▸ Entries provided:

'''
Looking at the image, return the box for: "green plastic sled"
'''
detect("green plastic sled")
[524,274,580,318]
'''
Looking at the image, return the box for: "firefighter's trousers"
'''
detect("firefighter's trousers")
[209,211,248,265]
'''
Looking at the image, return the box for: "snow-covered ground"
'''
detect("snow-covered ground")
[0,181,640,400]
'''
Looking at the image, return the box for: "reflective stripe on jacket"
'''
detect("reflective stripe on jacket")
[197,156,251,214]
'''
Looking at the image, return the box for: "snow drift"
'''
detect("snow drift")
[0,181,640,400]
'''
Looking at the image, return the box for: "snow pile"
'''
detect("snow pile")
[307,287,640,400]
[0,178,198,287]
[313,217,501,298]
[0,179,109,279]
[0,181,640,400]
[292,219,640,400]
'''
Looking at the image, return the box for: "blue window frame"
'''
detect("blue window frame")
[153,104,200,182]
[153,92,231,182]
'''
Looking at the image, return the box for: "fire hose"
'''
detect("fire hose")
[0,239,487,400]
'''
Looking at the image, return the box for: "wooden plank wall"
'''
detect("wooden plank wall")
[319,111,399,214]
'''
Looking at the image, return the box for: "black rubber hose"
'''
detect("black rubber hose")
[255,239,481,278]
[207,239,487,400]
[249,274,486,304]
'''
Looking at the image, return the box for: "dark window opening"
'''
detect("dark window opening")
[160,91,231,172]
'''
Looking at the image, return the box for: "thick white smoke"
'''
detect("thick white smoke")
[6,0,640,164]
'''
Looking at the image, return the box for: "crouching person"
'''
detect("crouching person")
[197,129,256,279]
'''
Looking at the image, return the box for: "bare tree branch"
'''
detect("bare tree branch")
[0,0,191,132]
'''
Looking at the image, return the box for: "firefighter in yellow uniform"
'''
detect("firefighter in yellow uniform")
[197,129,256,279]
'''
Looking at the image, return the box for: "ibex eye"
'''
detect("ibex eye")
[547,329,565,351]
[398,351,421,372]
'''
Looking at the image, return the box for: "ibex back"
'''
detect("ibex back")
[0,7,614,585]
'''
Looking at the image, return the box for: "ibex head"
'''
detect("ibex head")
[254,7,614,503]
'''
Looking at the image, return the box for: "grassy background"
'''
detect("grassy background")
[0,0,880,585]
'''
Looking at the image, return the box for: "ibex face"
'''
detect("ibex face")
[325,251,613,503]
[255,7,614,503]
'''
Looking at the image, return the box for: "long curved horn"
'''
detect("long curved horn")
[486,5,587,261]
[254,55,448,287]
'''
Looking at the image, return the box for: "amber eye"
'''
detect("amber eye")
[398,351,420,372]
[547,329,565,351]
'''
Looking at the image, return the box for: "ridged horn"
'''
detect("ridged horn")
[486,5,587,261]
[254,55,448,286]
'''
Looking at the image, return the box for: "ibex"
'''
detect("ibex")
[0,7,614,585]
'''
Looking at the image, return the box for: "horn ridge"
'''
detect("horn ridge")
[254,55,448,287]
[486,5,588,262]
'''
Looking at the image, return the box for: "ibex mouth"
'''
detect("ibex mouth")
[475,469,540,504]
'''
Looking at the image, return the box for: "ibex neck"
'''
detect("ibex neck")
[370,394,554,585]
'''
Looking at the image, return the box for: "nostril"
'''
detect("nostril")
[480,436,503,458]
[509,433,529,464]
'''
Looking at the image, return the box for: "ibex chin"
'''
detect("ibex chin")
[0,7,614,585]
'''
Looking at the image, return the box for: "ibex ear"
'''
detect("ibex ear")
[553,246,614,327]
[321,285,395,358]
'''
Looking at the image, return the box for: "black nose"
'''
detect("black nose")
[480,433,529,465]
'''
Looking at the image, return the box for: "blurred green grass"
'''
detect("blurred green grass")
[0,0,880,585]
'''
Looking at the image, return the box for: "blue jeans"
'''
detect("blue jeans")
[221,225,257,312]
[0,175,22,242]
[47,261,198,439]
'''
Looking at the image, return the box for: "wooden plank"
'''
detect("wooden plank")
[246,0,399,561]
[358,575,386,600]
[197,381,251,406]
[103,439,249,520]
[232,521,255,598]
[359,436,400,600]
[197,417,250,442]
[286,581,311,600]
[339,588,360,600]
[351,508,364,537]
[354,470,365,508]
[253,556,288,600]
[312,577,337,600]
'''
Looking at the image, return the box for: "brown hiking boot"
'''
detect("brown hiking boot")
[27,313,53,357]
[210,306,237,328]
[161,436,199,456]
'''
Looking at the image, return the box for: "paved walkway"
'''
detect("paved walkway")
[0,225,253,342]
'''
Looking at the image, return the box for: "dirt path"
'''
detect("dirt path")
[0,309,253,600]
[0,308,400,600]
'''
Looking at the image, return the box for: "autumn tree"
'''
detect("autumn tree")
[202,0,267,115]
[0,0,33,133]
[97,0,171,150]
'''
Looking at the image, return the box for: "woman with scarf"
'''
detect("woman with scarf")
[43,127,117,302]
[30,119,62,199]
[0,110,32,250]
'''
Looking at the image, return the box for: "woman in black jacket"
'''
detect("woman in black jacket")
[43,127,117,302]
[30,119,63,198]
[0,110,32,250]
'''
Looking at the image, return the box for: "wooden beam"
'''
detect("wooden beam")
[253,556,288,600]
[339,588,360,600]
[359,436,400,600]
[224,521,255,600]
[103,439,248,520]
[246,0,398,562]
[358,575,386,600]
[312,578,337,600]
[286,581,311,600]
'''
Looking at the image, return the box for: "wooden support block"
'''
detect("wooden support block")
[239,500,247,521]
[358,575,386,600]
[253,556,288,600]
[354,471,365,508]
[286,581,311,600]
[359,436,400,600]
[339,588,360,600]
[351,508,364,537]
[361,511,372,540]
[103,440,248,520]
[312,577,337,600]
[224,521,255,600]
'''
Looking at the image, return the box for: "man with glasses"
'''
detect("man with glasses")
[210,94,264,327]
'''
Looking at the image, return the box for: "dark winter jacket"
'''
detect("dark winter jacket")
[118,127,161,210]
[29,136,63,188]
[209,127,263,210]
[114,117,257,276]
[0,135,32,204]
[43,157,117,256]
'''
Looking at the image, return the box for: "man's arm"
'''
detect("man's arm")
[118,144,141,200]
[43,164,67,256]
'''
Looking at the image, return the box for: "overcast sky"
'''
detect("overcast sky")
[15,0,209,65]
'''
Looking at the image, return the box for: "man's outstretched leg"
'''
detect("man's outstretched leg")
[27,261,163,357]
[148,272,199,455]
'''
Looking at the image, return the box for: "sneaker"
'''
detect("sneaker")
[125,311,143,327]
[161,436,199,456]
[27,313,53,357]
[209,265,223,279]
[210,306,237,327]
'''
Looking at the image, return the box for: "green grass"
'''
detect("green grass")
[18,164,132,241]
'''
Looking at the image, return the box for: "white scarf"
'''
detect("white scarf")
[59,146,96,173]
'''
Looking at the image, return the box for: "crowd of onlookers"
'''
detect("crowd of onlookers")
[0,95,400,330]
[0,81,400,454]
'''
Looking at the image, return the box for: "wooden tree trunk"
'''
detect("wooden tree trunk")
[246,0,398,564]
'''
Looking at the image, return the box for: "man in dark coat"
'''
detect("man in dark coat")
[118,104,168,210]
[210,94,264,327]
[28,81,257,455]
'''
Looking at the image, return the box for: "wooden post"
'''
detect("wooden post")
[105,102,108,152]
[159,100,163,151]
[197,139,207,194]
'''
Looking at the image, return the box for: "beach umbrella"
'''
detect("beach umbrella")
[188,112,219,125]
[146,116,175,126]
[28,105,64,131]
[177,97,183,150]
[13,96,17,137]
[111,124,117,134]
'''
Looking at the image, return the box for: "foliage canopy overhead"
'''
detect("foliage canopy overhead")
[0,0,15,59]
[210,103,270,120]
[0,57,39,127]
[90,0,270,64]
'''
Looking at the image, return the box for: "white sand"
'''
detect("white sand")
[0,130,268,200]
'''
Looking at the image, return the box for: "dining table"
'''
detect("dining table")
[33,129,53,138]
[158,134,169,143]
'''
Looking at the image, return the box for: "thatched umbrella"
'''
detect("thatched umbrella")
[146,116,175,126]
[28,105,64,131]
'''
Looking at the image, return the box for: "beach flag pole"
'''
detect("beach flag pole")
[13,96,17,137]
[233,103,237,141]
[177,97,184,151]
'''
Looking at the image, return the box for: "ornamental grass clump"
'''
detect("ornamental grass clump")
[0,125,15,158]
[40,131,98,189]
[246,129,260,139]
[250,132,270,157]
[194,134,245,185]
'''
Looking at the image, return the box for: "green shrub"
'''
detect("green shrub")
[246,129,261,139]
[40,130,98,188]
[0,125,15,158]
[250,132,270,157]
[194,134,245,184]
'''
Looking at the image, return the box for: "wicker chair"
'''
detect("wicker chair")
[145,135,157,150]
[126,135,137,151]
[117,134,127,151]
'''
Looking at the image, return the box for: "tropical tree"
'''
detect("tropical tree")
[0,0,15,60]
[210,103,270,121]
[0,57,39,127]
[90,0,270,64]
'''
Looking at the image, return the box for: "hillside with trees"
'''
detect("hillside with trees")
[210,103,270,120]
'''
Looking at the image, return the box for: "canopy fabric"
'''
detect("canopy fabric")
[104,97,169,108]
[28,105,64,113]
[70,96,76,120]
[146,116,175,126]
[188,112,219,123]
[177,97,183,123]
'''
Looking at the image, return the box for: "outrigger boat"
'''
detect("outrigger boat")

▸ What you need to do:
Repeat the entries from the start through the line containing "[0,239,487,400]", inclusive, swapping "snow pile" for "snowbank" and leaving everything else unchanged.

▸ Response to this task:
'''
Looking at the image, return the box for: "green plastic sled"
'''
detect("green plastic sled")
[524,274,580,318]
'''
Looking at the image, return the box for: "firefighter's trousers"
'''
detect("firefighter's trousers")
[209,211,248,265]
'''
Looking at the image, return the box for: "snow-covered ground"
'''
detect("snow-covered ground")
[0,181,640,400]
'''
Looking at the image, return the box for: "reflective stripe on jacket"
'''
detect("reflective stripe on jacket")
[197,156,251,214]
'''
Looking at the image, return the box for: "snow drift"
'''
detect("snow drift")
[0,181,640,400]
'''
Looking at the image, return the box for: "snowbank"
'''
detect("snowbank")
[307,287,640,400]
[0,178,198,287]
[313,217,501,298]
[0,179,109,279]
[0,181,640,400]
[292,219,640,400]
'''
Looking at the image, return the box for: "blue window frame"
'''
detect("blue window frame")
[153,104,200,182]
[153,92,231,182]
'''
Looking at the image, return the box for: "fire hose"
'''
detect("fire hose")
[0,239,487,400]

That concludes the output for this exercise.